Input material →
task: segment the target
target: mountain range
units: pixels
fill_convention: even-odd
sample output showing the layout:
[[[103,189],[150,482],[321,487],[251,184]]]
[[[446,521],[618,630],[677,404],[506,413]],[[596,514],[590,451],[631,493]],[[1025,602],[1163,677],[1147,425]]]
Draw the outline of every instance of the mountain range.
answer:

---

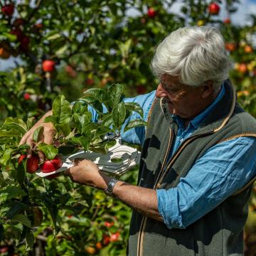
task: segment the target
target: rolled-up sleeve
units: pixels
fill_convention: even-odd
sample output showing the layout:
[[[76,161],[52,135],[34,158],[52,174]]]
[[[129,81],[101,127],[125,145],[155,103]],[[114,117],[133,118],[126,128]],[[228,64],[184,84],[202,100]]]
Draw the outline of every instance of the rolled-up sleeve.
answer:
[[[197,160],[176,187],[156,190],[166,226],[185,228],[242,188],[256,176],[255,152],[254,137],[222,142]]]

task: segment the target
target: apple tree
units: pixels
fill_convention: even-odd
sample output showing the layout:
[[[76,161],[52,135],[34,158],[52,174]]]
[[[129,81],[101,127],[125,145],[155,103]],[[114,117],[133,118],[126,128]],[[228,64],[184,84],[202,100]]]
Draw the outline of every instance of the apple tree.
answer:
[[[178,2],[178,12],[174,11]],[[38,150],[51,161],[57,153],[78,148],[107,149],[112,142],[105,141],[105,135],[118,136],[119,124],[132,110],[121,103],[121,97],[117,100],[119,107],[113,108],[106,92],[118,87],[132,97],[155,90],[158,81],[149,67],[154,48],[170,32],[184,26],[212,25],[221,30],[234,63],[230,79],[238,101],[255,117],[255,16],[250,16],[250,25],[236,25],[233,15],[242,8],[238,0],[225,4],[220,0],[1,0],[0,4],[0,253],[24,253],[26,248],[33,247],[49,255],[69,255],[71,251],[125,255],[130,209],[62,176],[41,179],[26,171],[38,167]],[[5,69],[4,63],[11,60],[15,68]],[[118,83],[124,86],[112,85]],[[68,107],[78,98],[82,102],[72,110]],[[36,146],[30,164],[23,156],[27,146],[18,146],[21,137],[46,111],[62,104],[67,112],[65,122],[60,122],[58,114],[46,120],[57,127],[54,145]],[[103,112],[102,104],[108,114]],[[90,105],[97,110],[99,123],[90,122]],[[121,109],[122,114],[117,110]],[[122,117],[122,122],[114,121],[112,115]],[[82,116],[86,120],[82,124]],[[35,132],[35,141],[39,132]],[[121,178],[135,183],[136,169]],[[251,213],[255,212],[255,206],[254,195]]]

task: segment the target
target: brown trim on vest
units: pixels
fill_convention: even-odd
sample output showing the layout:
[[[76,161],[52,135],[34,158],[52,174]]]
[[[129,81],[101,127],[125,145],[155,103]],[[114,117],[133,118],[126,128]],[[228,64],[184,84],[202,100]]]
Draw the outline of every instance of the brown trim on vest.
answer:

Written instruction →
Return every line of the entries above that contains the word "tree", treating uppercase and lowercase as distinct.

Task solution →
target: apple tree
Draw the outline of every instance of the apple tree.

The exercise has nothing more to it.